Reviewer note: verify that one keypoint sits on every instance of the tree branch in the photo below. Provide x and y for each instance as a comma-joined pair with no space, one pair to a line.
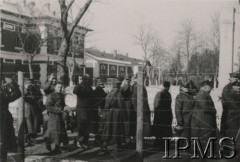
79,16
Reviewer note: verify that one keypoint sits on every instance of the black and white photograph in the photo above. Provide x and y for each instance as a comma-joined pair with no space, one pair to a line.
120,80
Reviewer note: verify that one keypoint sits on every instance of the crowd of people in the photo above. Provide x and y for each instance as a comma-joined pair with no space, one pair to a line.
196,113
112,116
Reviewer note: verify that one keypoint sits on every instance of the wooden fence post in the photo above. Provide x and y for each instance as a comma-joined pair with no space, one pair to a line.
21,117
140,117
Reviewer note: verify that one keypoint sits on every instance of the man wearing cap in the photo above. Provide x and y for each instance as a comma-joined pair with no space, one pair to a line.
162,115
9,92
184,109
56,132
84,109
203,124
116,117
99,103
126,91
231,107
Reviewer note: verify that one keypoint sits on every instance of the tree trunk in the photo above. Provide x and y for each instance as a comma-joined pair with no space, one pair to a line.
62,58
30,67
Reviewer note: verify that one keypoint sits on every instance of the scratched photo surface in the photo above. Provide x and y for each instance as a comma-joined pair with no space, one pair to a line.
120,80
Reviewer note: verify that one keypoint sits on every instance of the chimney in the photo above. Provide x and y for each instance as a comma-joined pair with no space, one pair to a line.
115,53
48,6
32,5
24,3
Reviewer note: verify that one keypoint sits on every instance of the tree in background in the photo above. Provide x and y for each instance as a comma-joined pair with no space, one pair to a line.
67,33
186,38
29,36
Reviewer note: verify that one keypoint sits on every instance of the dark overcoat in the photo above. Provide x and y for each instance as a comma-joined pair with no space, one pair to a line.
7,135
230,122
126,92
183,109
203,124
56,132
85,106
162,114
146,109
116,117
99,103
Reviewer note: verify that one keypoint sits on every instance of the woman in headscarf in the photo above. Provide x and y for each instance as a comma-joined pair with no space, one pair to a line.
116,117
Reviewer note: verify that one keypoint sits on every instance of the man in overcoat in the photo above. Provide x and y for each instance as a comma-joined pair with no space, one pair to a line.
56,132
203,124
126,91
146,109
230,102
230,122
183,109
162,123
85,97
9,92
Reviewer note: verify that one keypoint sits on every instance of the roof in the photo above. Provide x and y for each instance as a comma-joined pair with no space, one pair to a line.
31,10
118,57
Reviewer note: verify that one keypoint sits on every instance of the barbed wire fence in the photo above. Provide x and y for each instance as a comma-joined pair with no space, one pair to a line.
152,91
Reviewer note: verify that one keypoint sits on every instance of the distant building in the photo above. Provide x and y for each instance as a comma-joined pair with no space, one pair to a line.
15,19
105,65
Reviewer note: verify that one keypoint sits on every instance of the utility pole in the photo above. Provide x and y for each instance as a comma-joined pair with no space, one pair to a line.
21,117
140,117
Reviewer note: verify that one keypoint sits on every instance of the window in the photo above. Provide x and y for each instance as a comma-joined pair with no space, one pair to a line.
9,26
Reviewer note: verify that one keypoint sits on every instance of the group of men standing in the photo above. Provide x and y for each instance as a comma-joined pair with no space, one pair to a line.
196,113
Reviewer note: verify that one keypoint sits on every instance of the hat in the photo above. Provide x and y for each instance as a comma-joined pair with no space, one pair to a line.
128,77
99,82
185,84
236,83
166,84
206,82
235,75
116,84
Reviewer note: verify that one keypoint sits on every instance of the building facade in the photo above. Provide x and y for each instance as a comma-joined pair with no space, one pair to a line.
111,65
24,25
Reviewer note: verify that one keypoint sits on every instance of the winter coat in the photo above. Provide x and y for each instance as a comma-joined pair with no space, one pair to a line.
85,97
183,109
146,109
7,133
116,117
162,115
230,122
126,92
203,124
56,132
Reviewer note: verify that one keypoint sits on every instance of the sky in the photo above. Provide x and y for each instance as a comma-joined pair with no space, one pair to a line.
114,22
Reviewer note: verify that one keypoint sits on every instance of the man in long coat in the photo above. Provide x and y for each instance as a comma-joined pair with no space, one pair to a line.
99,104
126,91
203,124
230,122
183,109
84,109
146,109
56,132
162,115
8,93
116,117
230,103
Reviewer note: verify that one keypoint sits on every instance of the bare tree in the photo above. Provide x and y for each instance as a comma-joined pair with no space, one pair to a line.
29,37
67,33
144,39
160,57
186,38
215,32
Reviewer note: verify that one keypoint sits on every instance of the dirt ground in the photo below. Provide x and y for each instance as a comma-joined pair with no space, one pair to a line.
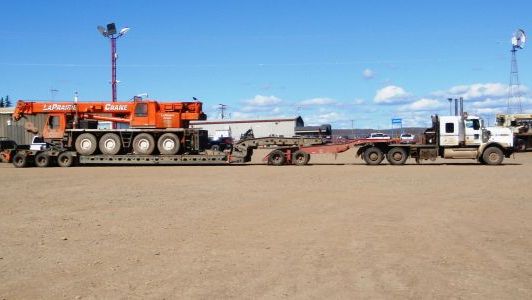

— Exercise prompt —
The response is the full listing, copied exactly, with the pictures omitted.

— Output below —
Reviewer note: verify that one keypoint sits on every instance of the tree branch in the photo below. Provide x and y for each instance as a comma-joined pair with no space, one pair to a line.
79,16
Reviewer note: verify that one keypoint sits on every instance of the black and white photograph in the photo above. Provide x and y for each instance as a comma-joined pair with no space, one pair to a line.
120,80
Reviewer note: verify that one keypoint sits on every instance of the crowd of people in the photo above. Provide x and y for each instance as a comma-joined pair with no space, one pair to a line.
196,113
112,116
Reviewer note: verify that one keypoint sits on every instance of the wooden fence post in the photo above. Provide x and y for each instance as a comma-joined pair with no space, one pair to a line.
21,117
140,117
Reviewer note: verify that one keypoint sits on every instance of the man wearing cap in the photo above. Provide x and y for each instance as a comma-joined pair with no space, one pair to a line.
162,115
9,92
184,109
56,132
84,109
203,124
116,117
99,103
126,91
231,107
Reviewer note: verify that one keypoint sits on every instance of the tree trunk in the photo above. Provide x and y for each instance as a comma-joined pair with no space, one pair to a line.
62,58
30,67
Reviewer note: verify that one keypoint sits on every instance of the scratched photo surface in the photo above. Provide x and y for each instance as a comma-joined pair with no space, one pair to a line.
120,80
Reviewer note: verify that one keypoint sits on every instance of the chimney in the photo above. Provide x and y for each instance as a comma-joined pair with no space, one pair to a line.
115,53
48,6
32,5
24,3
Reviewer note: verify that one keypoint sits on every instance of the tree in background in the photo above. Provide x and y for each instance as a comma-joined pair with no space, one pair to a line.
67,33
186,38
29,36
Reviewer note: verify that one keypoint sits on every instance of the dark overcoat in the photo above. Provide x and y for each instance as a comma-joined pair with no space, one pair to a line.
7,135
230,122
126,92
183,109
203,124
56,132
85,106
162,114
146,109
116,117
99,103
Reviewer note: verify that one keypoint sits on every instance of the woman in headscarf in the photo above. Provide x and y for each instance as a comma-joined pair with no space, one pair to a line.
116,117
Reviewer note: verify that one keypoint sits on every instance of the man in overcoat in the photo above. Provide x and y for each instance as a comma-joined pair with no space, one pair to a line.
56,132
203,124
126,91
146,109
230,102
230,122
183,109
162,123
85,97
9,92
Reviewer note: verify that one keypoint sits on every instance of the roof in the photo above. Provide x and y for each instance as a comma-joined pair with no space, one pair to a line.
31,10
118,57
Reviewer note: verify that one keypoint sits on every instance of the barbed wire fence in the photo above. Provide x and y for each instance as a comma-joined pair with no space, one pair to a line.
152,91
Reviewer note: verify that one keypoint sits on every instance of the distant building in the photo above. Provide x and y for each instance as a comma-joined pair with no space, one pair to a line.
15,19
105,65
Reviewer note: verify that one keypoint sits on every instance of the utility pole in the photo above. Provide x and y for each instance as a comma-joined pair with no space, one pair to a line.
21,117
140,117
Reviewer note: verify that one keypoint sits on every instance of the window in the photo above. Provide x and y for each instance as a comma-joined pair with no space, one pair to a line.
9,26
Reviewer note: verify that one keypoint sits on every instance of the group of men standing in the photo above. Provide x and y for each instance as a comma-joined pair with no space, one pair to a line.
196,113
Reviewer note: verify that one keypoint sits on every instance of the hat in the photo above. Provide x and y for each instance as a comma-joined pair with no space, one pair to a line.
128,77
99,82
185,84
236,83
166,84
206,82
235,75
116,84
Reviewer note: verify that one keypoint sits on every instance of the building facade in the photo above. Provide x and y for each instance as a comma-joined pair with no space, one pair to a line.
111,65
24,25
Reviewer note: verify that one keypoint sits on every instance of the winter coat in the photo above. Provide x and y for each instance as a comma-joined pair with no space, one pair to a line.
85,97
183,109
146,109
7,133
116,117
162,115
230,122
126,92
203,124
56,132
Reviewer note: verify that one keypoint sits on every instance of the sky in the photo above. Provide x and y for each instance as a comma-joined pair with no space, one pair to a line.
114,22
Reviewer note: verify that one keypoint sits on every instance of the man in long coat in the photo above. Provide x and y for each instance as a comma-joined pair with no space, one pair to a line.
99,104
126,91
203,124
230,122
183,109
84,109
146,109
56,132
162,115
8,93
116,117
230,103
Reviewer note: verify that one keypoint sits on every instance of the bare tree in the photo above. Provide x and y for each instance as a comma-joined pair with no space, one pair to a line.
29,37
67,33
144,39
160,57
186,38
215,32
Reviewer note: verify that one keypoint sits on every instance of the dirt ground in the photo below. Provide x and y for each instance as a comma-joined pair with no space, one pair to a line.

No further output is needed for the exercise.